Locate each line in the data below that contains the string "trousers", matching case exactly, and copy those lines.

• A block of data:
'''
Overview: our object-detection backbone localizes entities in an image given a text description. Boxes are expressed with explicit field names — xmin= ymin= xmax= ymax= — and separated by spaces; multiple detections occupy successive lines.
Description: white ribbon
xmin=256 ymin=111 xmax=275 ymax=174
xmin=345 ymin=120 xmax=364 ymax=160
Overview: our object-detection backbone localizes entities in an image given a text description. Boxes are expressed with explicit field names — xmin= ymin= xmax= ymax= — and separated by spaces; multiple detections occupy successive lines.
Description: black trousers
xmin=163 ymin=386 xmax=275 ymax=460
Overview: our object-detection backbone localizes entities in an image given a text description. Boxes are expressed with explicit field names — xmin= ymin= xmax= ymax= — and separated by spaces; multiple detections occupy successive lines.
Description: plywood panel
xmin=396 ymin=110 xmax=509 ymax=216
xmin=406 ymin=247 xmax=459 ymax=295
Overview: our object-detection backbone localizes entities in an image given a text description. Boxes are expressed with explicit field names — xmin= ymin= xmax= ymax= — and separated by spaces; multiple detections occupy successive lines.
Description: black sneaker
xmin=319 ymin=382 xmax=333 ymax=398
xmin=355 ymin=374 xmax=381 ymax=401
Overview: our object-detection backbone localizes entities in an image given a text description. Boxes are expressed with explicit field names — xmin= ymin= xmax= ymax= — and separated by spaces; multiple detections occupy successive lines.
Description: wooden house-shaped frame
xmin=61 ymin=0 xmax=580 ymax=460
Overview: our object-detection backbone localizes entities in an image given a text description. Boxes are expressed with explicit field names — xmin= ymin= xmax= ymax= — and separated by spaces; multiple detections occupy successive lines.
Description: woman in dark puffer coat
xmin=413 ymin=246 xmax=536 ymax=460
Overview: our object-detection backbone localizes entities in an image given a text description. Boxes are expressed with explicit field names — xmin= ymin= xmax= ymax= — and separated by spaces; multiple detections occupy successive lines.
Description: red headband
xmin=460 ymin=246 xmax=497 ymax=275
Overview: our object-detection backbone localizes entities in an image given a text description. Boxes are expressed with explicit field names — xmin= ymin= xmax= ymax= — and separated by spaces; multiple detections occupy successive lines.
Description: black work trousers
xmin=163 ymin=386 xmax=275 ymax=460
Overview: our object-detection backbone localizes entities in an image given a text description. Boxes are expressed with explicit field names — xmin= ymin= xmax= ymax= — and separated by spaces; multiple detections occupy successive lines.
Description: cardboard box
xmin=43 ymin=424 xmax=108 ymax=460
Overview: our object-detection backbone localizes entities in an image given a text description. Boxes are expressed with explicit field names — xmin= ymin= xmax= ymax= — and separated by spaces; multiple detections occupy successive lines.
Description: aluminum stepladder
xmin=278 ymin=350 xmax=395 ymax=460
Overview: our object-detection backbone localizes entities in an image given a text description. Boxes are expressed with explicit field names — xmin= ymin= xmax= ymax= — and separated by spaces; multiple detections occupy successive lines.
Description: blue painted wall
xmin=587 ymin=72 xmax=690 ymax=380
'''
• Full solution:
Description: black trousers
Description: black work trousers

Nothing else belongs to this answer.